- AIM -
Copy the stretch from the start of the entries through the line containing "[0,208,427,298]", replacing "supply" with "give" and leaving everything else unchanged.

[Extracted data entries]
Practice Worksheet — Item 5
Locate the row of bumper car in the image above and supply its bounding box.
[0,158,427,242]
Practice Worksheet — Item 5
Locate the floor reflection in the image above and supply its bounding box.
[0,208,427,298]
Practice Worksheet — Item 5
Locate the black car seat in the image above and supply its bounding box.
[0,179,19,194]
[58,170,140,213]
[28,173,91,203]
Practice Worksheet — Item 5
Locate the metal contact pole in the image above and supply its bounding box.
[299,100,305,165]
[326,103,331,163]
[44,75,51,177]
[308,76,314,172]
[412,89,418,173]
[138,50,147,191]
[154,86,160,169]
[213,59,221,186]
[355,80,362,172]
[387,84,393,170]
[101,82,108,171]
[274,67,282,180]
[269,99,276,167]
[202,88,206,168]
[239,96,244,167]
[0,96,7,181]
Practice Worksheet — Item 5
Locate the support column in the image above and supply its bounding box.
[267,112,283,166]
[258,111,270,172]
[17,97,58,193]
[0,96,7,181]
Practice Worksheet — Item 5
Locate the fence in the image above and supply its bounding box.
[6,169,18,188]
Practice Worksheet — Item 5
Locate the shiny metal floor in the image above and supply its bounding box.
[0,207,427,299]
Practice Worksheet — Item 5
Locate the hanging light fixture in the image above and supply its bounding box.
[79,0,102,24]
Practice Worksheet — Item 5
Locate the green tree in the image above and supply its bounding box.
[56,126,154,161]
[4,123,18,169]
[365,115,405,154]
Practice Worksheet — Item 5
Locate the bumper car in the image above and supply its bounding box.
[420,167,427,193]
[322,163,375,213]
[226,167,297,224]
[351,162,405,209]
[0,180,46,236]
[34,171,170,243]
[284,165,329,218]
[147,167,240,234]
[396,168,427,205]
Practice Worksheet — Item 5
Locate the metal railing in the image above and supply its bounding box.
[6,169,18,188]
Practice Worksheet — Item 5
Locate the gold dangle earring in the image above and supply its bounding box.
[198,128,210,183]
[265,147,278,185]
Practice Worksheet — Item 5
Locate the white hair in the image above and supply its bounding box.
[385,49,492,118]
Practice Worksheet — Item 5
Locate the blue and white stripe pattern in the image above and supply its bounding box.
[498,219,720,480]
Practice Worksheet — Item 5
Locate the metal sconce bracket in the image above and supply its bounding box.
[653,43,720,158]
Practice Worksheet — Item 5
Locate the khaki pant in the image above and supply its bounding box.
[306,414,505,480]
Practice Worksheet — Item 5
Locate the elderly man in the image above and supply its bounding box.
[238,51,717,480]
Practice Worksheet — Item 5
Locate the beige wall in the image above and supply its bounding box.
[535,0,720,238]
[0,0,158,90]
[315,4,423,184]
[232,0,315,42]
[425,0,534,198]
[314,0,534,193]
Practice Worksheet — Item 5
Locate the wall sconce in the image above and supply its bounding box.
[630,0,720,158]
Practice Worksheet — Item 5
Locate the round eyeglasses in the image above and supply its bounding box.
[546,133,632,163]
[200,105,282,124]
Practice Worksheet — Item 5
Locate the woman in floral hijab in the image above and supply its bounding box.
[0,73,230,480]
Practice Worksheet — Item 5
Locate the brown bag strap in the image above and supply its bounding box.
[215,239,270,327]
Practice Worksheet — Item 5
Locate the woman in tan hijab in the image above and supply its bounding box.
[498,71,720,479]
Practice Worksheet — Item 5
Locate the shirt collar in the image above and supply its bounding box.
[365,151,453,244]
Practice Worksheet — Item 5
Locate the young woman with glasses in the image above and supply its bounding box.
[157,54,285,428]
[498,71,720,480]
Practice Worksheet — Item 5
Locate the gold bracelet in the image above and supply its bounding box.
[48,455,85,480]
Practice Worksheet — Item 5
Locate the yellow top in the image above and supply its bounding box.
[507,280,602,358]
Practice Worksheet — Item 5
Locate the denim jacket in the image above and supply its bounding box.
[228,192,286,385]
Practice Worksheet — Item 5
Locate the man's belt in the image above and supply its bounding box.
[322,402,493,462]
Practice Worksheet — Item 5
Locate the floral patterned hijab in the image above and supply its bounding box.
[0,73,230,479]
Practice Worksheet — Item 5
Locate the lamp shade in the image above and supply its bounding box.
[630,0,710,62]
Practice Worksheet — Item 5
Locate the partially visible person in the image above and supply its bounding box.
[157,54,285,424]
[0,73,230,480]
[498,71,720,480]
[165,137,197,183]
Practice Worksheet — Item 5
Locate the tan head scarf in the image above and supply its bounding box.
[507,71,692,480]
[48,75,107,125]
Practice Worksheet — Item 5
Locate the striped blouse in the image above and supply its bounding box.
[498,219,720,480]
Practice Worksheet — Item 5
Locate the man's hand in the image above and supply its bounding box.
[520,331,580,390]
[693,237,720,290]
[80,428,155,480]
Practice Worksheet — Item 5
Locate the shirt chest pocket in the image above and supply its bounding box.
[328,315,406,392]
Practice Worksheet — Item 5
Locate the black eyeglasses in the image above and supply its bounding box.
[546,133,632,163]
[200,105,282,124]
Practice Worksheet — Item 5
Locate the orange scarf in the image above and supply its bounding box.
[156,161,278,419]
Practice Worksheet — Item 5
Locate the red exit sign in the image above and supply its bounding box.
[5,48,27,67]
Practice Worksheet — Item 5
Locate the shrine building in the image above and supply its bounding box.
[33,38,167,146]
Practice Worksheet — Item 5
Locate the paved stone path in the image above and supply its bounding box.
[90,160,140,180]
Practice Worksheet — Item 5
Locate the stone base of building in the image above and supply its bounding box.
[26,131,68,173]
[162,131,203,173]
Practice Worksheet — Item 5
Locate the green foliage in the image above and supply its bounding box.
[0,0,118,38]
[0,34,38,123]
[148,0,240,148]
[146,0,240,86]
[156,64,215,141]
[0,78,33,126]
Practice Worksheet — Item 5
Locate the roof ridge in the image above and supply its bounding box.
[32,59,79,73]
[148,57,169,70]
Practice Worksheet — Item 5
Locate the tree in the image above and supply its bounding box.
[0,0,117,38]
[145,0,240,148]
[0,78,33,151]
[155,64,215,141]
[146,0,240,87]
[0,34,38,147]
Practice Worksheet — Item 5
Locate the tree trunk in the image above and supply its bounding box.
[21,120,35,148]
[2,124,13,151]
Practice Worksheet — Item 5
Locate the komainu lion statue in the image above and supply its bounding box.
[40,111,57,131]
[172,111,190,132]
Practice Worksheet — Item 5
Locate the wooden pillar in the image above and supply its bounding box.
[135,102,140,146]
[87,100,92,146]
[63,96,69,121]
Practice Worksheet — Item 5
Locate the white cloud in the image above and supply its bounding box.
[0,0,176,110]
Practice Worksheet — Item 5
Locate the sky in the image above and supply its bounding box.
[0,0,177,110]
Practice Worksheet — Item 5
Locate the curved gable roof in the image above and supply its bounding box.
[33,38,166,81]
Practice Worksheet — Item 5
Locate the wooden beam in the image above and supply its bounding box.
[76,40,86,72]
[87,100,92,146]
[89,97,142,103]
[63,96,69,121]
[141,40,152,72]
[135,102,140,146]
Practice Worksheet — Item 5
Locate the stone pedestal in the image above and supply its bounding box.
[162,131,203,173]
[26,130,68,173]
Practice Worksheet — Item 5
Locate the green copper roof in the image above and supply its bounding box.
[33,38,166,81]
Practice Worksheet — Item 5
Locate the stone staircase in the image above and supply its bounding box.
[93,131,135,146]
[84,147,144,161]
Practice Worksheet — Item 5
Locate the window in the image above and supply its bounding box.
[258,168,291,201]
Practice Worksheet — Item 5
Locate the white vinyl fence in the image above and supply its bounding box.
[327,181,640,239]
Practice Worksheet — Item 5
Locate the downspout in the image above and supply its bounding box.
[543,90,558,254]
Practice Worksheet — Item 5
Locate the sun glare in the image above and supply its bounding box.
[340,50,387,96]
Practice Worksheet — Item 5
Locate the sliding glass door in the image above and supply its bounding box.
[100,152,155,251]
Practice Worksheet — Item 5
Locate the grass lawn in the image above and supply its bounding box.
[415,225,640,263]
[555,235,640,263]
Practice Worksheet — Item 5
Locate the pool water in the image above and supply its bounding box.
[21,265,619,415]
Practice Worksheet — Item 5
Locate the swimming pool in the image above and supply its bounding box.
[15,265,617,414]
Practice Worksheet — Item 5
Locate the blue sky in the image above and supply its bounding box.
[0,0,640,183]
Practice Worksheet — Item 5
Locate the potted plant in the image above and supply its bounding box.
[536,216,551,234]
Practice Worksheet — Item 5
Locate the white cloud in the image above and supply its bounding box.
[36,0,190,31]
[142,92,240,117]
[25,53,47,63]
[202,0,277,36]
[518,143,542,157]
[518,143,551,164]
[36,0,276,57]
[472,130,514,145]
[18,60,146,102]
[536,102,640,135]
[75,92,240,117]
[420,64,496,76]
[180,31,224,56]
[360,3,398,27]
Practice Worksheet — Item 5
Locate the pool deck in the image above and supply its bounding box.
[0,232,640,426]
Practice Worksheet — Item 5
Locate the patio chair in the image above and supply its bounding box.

- EXPECTED ANSWER -
Practice Worksheet — Item 5
Locate the row of bumper car in the image above and give its bounding box.
[0,158,427,242]
Practice Worksheet — Item 5
Locate the floor reflection in the image above and give its bounding box.
[0,208,427,298]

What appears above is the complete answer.